▶ [Assigned task]
Every picture should be left out, but the lines below must be repeated exactly.
Excerpted records Start Marker
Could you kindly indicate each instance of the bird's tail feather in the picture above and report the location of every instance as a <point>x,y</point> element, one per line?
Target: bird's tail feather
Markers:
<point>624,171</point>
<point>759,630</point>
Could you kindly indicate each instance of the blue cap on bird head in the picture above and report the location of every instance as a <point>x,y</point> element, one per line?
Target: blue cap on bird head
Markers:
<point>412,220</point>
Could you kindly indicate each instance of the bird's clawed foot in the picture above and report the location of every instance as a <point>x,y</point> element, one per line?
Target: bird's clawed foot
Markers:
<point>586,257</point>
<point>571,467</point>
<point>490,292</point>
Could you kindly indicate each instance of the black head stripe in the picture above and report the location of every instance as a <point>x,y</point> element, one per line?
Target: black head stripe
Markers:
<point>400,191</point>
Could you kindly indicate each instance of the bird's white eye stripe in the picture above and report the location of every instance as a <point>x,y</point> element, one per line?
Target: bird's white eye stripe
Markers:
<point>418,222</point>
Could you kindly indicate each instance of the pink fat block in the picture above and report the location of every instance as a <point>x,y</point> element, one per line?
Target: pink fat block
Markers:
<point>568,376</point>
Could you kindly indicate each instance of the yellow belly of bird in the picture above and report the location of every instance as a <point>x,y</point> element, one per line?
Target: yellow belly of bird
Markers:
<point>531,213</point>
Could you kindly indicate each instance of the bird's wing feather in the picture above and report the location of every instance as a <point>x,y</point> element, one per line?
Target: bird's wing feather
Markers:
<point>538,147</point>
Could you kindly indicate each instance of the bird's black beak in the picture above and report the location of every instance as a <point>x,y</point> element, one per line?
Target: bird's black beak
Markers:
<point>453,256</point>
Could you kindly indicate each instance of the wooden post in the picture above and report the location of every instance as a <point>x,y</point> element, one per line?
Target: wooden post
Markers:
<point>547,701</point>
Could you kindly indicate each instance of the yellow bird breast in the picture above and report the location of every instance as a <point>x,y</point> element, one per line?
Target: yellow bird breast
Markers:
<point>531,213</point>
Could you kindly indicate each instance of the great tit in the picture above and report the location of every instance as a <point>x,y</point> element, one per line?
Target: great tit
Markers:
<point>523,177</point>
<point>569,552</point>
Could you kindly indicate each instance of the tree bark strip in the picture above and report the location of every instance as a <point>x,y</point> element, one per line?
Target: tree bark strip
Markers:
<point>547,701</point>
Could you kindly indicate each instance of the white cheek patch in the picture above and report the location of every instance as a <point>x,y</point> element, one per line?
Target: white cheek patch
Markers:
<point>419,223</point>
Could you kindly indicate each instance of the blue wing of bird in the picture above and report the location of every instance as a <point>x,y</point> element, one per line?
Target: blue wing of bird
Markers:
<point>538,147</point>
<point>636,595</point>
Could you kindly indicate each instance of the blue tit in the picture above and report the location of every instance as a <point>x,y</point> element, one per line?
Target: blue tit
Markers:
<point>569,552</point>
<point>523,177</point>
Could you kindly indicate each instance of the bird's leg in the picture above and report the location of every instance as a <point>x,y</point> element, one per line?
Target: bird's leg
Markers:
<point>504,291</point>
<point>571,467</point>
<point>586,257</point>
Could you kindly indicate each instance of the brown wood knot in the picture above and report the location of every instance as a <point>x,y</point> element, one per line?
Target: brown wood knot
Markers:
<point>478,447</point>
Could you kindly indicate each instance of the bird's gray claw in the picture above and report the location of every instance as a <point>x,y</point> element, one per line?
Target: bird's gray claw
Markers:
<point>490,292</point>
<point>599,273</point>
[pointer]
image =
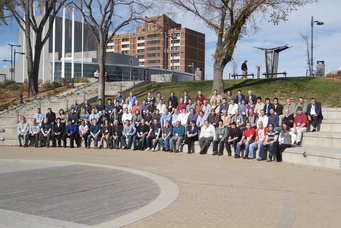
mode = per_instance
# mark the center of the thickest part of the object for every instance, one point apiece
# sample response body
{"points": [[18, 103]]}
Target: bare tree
{"points": [[24, 13], [229, 20], [305, 38], [106, 18]]}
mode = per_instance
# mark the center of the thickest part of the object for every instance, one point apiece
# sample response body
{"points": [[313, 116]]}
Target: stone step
{"points": [[326, 157], [322, 139]]}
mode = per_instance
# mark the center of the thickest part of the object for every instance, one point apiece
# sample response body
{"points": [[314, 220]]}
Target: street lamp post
{"points": [[12, 70], [312, 45], [20, 53]]}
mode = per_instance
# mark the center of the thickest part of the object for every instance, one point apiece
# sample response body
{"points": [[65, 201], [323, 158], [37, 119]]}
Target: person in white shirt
{"points": [[232, 108], [207, 135], [262, 118]]}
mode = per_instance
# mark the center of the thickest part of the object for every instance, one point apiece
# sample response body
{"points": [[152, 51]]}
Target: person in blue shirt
{"points": [[45, 133], [109, 106], [70, 132], [178, 135], [95, 133]]}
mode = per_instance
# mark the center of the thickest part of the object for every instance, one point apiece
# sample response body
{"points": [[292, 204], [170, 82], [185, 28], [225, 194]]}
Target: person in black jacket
{"points": [[116, 134]]}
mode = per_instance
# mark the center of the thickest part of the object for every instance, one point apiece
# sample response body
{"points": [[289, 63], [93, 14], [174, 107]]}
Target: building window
{"points": [[153, 41], [153, 55], [154, 61], [153, 48], [153, 35]]}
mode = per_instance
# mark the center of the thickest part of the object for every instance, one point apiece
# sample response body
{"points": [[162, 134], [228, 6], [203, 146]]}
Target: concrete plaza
{"points": [[213, 191]]}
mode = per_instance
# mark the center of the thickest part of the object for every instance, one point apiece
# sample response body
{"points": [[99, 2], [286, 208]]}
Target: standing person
{"points": [[70, 132], [244, 69], [165, 136], [34, 131], [221, 135], [106, 131], [58, 133], [192, 136], [247, 139], [234, 137], [300, 125], [116, 134], [314, 113], [285, 140], [129, 131], [178, 135], [207, 135], [95, 131], [45, 133], [153, 134], [23, 128], [96, 75]]}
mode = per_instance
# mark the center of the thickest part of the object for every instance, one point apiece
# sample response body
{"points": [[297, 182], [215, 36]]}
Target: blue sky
{"points": [[293, 61]]}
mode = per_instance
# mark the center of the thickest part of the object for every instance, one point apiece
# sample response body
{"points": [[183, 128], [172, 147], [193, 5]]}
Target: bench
{"points": [[240, 75], [271, 75]]}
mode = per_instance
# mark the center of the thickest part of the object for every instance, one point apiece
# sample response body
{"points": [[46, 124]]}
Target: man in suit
{"points": [[314, 113]]}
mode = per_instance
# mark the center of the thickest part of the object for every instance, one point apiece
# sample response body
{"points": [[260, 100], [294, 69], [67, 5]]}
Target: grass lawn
{"points": [[325, 90]]}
Excerpted records End Marker
▶ [Answer space]
Could you kindly indicate each instance of the bird's tail feather in the picture above and report the location of every instance as a <point>x,y</point> element, one per line?
Target: bird's tail feather
Markers:
<point>624,171</point>
<point>759,630</point>
Could you kindly indicate each instance of the blue cap on bird head in the picture above and report the location of every instance as a <point>x,y</point> element, one per line?
Target: blue cap on bird head
Markers:
<point>412,220</point>
Could you kindly indicate each instance of the bird's clawed foot in the picture above and report the location of every instance as a <point>x,y</point> element, one per line?
Target: bird's clawed foot
Markers:
<point>586,257</point>
<point>571,467</point>
<point>490,292</point>
Could you kindly indicate each instance of the black head stripe in the picture above and report the location of every instance as a <point>x,y</point> element, one per line?
Target: black head stripe
Markers:
<point>400,191</point>
Could you kindly indicate each instance of the bird's white eye stripe in the picture above and report the location of every instance as a <point>x,y</point> element, one per line?
Target: bird's white eye stripe
Markers:
<point>418,222</point>
Could you kindly indicate each instance of the pink fat block in the picture above and report the location of every instance as a <point>x,y</point> element, one per line?
Target: pink fat block
Markers:
<point>568,376</point>
Could you kindly indicate each instance of the yellow belly of bird in the picture above and report the location of every instance as a <point>x,y</point> element, one per line?
Target: yellow belly of bird
Markers:
<point>531,213</point>
Could you kindly indicate each instance of the bird's wing feather in the picture above and report the location of every instance as a <point>x,y</point> element, one per line?
Target: bird's wing feather
Markers:
<point>538,147</point>
Could you kindly indicate each instance of the bird's black beak in the picture above and report the location of every instance as a <point>x,y</point> element, one per line?
Target: bird's black beak
Markers:
<point>453,256</point>
Could you kindly indicate each instance of the wooden post in the picture above and report the location of every instance as a <point>x,y</point> element, one per line?
Target: wooden post
Markers:
<point>547,701</point>
Could you kindly indicate each instance of the yellow bird breast in the picture above and report the location of every instance as a <point>x,y</point> element, one per line?
Target: yellow bird breast
Markers:
<point>531,213</point>
Could you kindly indicate each instance of the great tit in the picture above and report the location of every instance as a <point>x,y</point> element, one per line?
Target: great tit
Markers:
<point>523,177</point>
<point>569,552</point>
Could you kindly indicate each instance of the tree bark strip in the picture above and report the location of every instance as a <point>x,y</point> element, one per line?
Target: tree bark strip
Markers:
<point>547,701</point>
Could you kindly indicate each instance of the white cheek patch in the picture above and report the location of every instance as a <point>x,y</point> element, one per line?
Target: white cheek patch
Markers:
<point>419,223</point>
Could you kindly indicate each instance of the blue wing of bird in the picture above and report the location of every instance as a <point>x,y</point> element, one per line?
Target: blue wing of bird
Markers:
<point>538,147</point>
<point>636,595</point>
Could you kindly indicate each instance of the blue tit in the picture above and report the location of every instance as a <point>x,y</point> element, one per line?
Target: blue tit
Markers:
<point>569,552</point>
<point>523,177</point>
Could you kindly indicate each instance of the bird's leg in the picture above and report the location of every instance as a <point>x,y</point> element, one per line?
Target: bird's leg
Markers:
<point>504,291</point>
<point>571,467</point>
<point>586,257</point>
Could you kindly indicate each instance of the brown wood knot in the picture above and report the location of every instance as a <point>x,y</point> element, one per line?
Target: brown wood knot
Markers:
<point>478,447</point>
Could you kindly indicate each instance of the bird's gray claw in the picture above and report the location of every instance as a <point>x,y</point> element, one per line?
Target: bird's gray claw
Markers:
<point>490,292</point>
<point>599,273</point>
[pointer]
image =
mode = per_instance
# mark the center of the thickest part of the object for every instance, one point apiece
# sample response body
{"points": [[18, 103]]}
Target: bare tree
{"points": [[24, 13], [229, 20], [305, 38], [106, 18]]}
mode = per_instance
# mark the center of the thickest part of the object for every instance, one point apiece
# sample response body
{"points": [[313, 116]]}
Target: stone step
{"points": [[326, 157], [322, 139]]}
mode = per_instance
# mark the center of the thickest part of the object for every instance, one point apiece
# sample response body
{"points": [[314, 220]]}
Target: street lamp post
{"points": [[12, 70], [312, 45], [20, 53]]}
mode = per_instance
# mark the center of the thickest part of the object for every instance, one point apiece
# sample response body
{"points": [[65, 201], [323, 158], [37, 119]]}
Target: person in white shirt
{"points": [[232, 108], [207, 135], [262, 118]]}
mode = per_instance
# mark the center of the thickest part of the object for every instance, one point apiece
# sample response body
{"points": [[152, 51]]}
Target: person in blue shirt
{"points": [[45, 133], [109, 106], [70, 132], [178, 135], [95, 133]]}
mode = per_instance
# mark the center of the thickest part of the object for every instance, one point apiece
# sample response body
{"points": [[292, 204], [170, 82], [185, 28], [225, 194]]}
Target: person in black jacket
{"points": [[116, 134]]}
mode = per_instance
# mark the center of the thickest part of the object for every instance, one point apiece
# sample response body
{"points": [[289, 63], [93, 14], [174, 107]]}
Target: building window
{"points": [[153, 41], [153, 55], [154, 61], [153, 48], [153, 35]]}
mode = per_instance
# mark the center of the thickest part of the object for every instance, one point apiece
# sample response body
{"points": [[162, 134], [228, 6], [203, 146]]}
Target: concrete plaza
{"points": [[213, 191]]}
mode = per_instance
# mark the center of the thickest part of the object for every instance, one point apiece
# sample response body
{"points": [[99, 2], [286, 208]]}
Target: standing person
{"points": [[70, 132], [244, 69], [165, 136], [34, 131], [221, 135], [106, 131], [58, 133], [192, 136], [247, 139], [234, 137], [300, 125], [116, 134], [314, 113], [285, 140], [129, 131], [178, 135], [207, 135], [95, 131], [45, 133], [153, 134], [23, 128], [96, 75]]}
mode = per_instance
# mark the center of the thickest part of the object for every instance, one point apiece
# sample response body
{"points": [[297, 182], [215, 36]]}
Target: blue sky
{"points": [[293, 61]]}
mode = per_instance
# mark the center of the thickest part of the object for every instance, one point apiece
# sample response body
{"points": [[183, 128], [172, 147], [193, 5]]}
Target: bench
{"points": [[240, 75], [271, 75]]}
mode = per_instance
# mark the center of the thickest part of the object for every instance, one point apiece
# sample response body
{"points": [[46, 124]]}
Target: man in suit
{"points": [[314, 113]]}
mode = per_instance
# mark the center of the thickest part of the object for every instance, one point apiece
# sample response body
{"points": [[260, 100], [294, 69], [67, 5]]}
Target: grass lawn
{"points": [[325, 90]]}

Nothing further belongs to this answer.